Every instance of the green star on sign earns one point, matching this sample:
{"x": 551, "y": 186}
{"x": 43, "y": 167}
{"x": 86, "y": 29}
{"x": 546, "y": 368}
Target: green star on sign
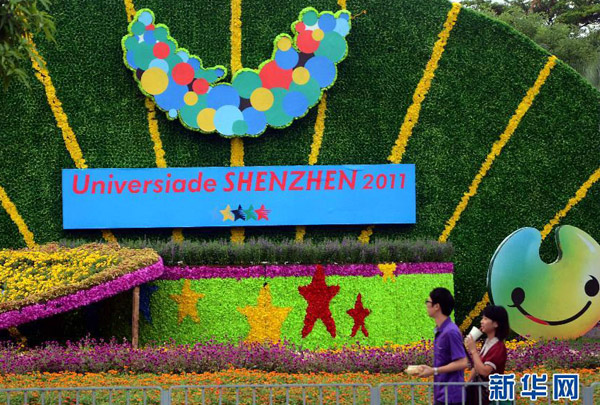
{"x": 250, "y": 214}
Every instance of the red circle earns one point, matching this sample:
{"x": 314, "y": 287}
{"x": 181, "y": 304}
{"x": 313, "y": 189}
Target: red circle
{"x": 306, "y": 43}
{"x": 183, "y": 73}
{"x": 272, "y": 75}
{"x": 200, "y": 86}
{"x": 161, "y": 50}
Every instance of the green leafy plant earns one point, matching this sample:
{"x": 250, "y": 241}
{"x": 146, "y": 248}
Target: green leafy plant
{"x": 18, "y": 20}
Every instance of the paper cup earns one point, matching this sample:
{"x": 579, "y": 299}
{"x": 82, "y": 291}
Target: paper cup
{"x": 413, "y": 370}
{"x": 475, "y": 333}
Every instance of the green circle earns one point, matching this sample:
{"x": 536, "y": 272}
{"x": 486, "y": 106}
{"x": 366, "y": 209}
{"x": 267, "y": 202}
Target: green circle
{"x": 276, "y": 116}
{"x": 143, "y": 56}
{"x": 332, "y": 46}
{"x": 246, "y": 82}
{"x": 161, "y": 34}
{"x": 311, "y": 90}
{"x": 138, "y": 28}
{"x": 189, "y": 113}
{"x": 240, "y": 127}
{"x": 310, "y": 18}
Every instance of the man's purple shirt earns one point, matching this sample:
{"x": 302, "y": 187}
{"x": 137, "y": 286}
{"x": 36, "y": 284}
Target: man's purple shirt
{"x": 448, "y": 347}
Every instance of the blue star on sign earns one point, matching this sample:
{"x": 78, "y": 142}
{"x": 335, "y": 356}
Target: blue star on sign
{"x": 239, "y": 214}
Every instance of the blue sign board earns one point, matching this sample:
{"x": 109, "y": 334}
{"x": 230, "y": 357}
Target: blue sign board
{"x": 238, "y": 196}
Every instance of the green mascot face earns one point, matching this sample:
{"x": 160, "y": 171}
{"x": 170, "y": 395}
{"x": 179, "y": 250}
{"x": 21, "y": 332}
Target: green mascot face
{"x": 557, "y": 300}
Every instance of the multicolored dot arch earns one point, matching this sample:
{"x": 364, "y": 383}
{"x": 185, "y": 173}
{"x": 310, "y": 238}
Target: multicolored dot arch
{"x": 281, "y": 90}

=== Required work ===
Would you copy out each line of the records above where the word "earns" occurs?

=== Finished exercise ===
Every instance of the green star on sign earns one point, matching this sample:
Every instance of the red circle earns one point, matching this sample:
Every instance of the green leafy plant earns one point, matching this sample:
Every instance of the paper cup earns one point, matching this sample:
Every instance of the green circle earns one point, matching this sample:
Every instance of the man's purple shirt earns one point, matching this sample:
Every instance of the blue star on sign earns one point, matching this sample:
Every instance of the blue sign board earns one point, matching this sample:
Every instance of the green mascot face earns one point, matching this sample:
Every instance of the multicolored dot arch earns one point, matching this sample:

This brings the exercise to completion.